* DOCUMENT EXTRACT

** begin **

A newcomer now under protection

Halibut live in the depths of the Atlantic and Pacific oceans. Although halibut has been fished for a long time in Greenland, intensive fishing is more recent and expanded rapidly in the 1980s. Since overfishing is a threat to the species, catches are now strictly regulated.

A cold water fish

Halibut have elongated bodies, a large mouth, and flanks that vary in colour from dark brown to greenish grey, pale grey or white. The fish is easily recognisable as its two eyes are on the same side of its head. It mainly feeds on other fish and large crustaceans, while it is itself the prey of cod, salmon and seals. Between February and May, females lay eggs in deep waters, at depths of between 700 and 1000 metres, releasing up to 4 million eggs each.

The halibut fishing season runs from March to November, primarily in Greenland, Alaska, Canada, Norway and Japan. In the North Pacific, the only authorised fishing method is trolling or longline fishing. This consists of trailing a main line to which side lines with floats and hooks are attached. Fishermen raise the hooks one by one, retrieve the halibut and release any other fish.

** end **

* WHAT YOU NEED TO DO
1. Answer these questions about the halibut text:
(a) In which decade did intensive halibut fishing in Greenland expand rapidly?
(b) Between which months do females lay their eggs?
(c) What is the only authorized fishing method in the North Pacific?
2. Edit the halibut text: write it out again starting at "A newcomer now" and ending at "now strictly regulated.", with "overfishing" changed to "overharvesting".
The rows after this text aren't needed.

* LISTED RECORDS
** begin **

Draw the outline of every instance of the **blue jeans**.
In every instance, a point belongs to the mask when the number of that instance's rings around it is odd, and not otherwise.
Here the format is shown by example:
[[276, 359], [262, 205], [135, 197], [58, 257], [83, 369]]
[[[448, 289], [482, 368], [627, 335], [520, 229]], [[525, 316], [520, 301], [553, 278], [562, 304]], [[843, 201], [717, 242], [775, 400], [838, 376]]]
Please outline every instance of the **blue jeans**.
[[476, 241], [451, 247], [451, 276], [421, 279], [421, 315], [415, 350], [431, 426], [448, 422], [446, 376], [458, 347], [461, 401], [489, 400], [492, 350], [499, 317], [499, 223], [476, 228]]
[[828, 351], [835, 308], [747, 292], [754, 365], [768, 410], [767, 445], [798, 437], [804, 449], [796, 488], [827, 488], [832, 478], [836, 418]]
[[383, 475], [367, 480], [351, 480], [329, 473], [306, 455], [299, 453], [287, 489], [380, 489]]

** end **

* ANSWERS FOR THE EXERCISE
1.
(a) The 1980s.
(b) Between February and May.
(c) Trolling or longline fishing.

2.
A newcomer now under protection

Halibut live in the depths of the Atlantic and Pacific oceans. Although halibut has been fished for a long time in Greenland, intensive fishing is more recent and expanded rapidly in the 1980s. Since overharvesting is a threat to the species, catches are now strictly regulated.